◆ **Liste des tâches**:
(1) Indiquez s'il vous plaît si chacune des affirmations suivantes concorde avec le message sur l'Apple TV, en répondant par oui ou non et en citant à l'identique les mots qui tranchent.
(a) La personne qui écrit possède une ATV 2 depuis deux ans.
(b) La dernière mise à jour a ajouté la gestion d'une souris Bluetooth.
(c) Le message affirme qu'Apple a gardé sa vision « geek ».
(2) Répondez aux questions suivantes à partir du message sur l'Apple TV.
(a) Quel système le message regrette-t-il de ne pas voir sortir ?
(b) Quelle technologie est décrite comme offrant une fluidité impressionnante ?
(c) À qui le message lance-t-il un appel pour exploiter ce potentiel ?
(3) Poursuivez le message sur l'Apple TV à partir de l'endroit où il s'arrête.

◆ **Extrait**:
○ ○ ○ ○
# Apple TV bourrée de capacitées inexplorées !! Coup de geule



## Wil49770 (15 Mars 2013)

Acquéreur d'une ATV 2 depuis 2 ans,je suis déçu de ne pas voir la sortie d un système VNC en multiutilisateur ( possible via un appareil iOS tel que remoter vnc ou autres sur MAC) qui permettrai de naviguer sur son mac ou PC depuis l ATV surtout depuis la gestion d un clavier Bluetooth sur ATV depuis la dernière MAJ (ce qui veut bien dire qu une souris peut être évidement utilisée par le boîtier ), cela donnerai une dimension énorme à ce petit boîtier surtout en AirPlay qui propose une fluiditée impressionnante , imaginez naviguer depuis chaque TV a domicile sur un seul et unique MAC avec la session de son choix alors que d autres sessions sont en cours sur d autres machines  , la technologie de l ATV le permet mais je pense qu Apple n à plus la vision "geek" qu auparavant , j en appelle aux teams parallèles pour exploiter ce potentiel dont étonnamment personne ne parle .
○ ○ ○ ○
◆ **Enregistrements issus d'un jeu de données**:
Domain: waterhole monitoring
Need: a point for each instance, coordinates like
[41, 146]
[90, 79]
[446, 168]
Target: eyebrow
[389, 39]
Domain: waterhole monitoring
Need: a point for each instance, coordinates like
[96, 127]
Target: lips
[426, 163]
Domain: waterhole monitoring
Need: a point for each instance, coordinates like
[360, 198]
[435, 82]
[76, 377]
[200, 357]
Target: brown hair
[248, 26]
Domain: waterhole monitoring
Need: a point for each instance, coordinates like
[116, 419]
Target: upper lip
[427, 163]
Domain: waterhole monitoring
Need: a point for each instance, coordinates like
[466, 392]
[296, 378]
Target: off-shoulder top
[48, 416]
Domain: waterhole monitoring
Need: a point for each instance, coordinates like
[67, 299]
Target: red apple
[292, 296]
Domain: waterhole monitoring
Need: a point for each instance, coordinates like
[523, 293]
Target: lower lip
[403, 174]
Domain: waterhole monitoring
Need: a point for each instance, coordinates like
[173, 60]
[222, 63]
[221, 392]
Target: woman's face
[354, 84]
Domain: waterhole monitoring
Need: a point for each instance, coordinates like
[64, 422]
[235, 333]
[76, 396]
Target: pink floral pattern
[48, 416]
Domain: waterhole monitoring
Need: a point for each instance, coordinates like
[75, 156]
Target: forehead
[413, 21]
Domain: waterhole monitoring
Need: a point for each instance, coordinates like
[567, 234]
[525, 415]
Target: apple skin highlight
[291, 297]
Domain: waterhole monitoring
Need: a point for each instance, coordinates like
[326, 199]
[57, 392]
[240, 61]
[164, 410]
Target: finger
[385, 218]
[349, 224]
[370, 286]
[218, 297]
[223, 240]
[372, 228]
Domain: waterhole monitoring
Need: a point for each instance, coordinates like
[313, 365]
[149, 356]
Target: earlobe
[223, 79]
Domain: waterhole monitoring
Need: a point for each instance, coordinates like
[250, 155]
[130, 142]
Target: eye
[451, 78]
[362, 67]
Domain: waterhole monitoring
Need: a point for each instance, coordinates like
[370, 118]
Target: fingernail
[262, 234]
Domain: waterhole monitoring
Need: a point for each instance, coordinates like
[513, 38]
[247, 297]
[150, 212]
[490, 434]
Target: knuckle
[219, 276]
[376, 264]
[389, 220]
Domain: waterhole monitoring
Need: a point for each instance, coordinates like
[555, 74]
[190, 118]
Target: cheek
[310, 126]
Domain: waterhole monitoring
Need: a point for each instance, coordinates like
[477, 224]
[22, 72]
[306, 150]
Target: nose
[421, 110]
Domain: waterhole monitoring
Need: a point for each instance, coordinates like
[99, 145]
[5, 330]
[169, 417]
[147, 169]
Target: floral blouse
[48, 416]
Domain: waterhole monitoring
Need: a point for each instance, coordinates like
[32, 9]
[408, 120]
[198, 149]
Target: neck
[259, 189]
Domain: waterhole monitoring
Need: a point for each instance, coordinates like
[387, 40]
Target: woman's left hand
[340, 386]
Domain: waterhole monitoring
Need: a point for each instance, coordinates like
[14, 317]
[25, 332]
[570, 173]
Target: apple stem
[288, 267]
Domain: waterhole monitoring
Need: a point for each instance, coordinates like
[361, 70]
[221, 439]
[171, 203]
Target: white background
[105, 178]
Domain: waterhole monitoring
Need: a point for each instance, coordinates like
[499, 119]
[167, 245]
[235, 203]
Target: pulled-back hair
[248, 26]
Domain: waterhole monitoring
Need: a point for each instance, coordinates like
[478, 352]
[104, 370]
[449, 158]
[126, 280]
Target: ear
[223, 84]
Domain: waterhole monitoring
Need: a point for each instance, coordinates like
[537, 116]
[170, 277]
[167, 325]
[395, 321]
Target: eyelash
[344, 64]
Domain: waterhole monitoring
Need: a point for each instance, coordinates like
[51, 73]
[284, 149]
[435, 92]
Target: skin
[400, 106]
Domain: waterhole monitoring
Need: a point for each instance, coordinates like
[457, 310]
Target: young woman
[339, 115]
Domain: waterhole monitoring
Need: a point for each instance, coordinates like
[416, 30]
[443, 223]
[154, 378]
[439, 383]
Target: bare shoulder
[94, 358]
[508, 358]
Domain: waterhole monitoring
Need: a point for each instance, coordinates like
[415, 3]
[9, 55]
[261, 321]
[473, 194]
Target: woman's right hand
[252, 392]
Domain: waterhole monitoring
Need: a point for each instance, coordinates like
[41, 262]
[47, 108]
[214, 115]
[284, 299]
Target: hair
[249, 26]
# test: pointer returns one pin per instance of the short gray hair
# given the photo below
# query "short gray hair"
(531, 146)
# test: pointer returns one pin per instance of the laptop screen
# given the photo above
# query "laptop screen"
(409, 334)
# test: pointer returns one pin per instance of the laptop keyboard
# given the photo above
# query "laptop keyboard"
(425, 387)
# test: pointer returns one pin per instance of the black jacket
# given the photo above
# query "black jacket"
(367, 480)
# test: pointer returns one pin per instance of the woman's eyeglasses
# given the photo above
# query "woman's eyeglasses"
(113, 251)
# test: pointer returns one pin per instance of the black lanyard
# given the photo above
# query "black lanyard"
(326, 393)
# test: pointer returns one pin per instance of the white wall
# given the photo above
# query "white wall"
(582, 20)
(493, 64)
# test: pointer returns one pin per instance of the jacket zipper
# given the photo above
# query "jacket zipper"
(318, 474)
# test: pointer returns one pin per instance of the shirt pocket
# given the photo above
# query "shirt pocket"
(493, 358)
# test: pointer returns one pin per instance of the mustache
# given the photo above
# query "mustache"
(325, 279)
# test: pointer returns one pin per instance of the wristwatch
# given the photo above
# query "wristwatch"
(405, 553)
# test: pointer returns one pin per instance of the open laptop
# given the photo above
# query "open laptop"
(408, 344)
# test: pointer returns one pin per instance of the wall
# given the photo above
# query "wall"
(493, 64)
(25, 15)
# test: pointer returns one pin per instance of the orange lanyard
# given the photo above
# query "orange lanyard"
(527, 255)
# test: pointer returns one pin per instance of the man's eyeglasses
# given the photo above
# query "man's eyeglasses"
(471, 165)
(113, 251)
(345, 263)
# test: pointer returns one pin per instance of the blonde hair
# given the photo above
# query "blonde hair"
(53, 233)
○ ○ ○ ○
◆ **Corrigé des exercices**:
(1)
(a) Oui : « Acquéreur d'une ATV 2 depuis 2 ans »
(b) Non : « la gestion d un clavier Bluetooth sur ATV depuis la dernière MAJ »
(c) Non : « je pense qu Apple n à plus la vision "geek" qu auparavant »

(2)
(a) Un système VNC en multiutilisateur.
(b) AirPlay.
(c) Aux teams parallèles.

(3)
Merci pour vos retours , les utilisateurs de l'ATV demandent plus q´une freebox de la part d Apple , à l'heure actuelle , elle n a réellement aucune valeur ajoutée , alors imaginez le flop de la future IWatch si les gens d Apple  ne sont plus capables de faire évoluer leurs propres créations ...


----------



## Lauange (17 Mars 2013)

Salut

Moi aussi j'ai la même que toi est c'est surement l'achat le plus inutile que j'ai réalisé.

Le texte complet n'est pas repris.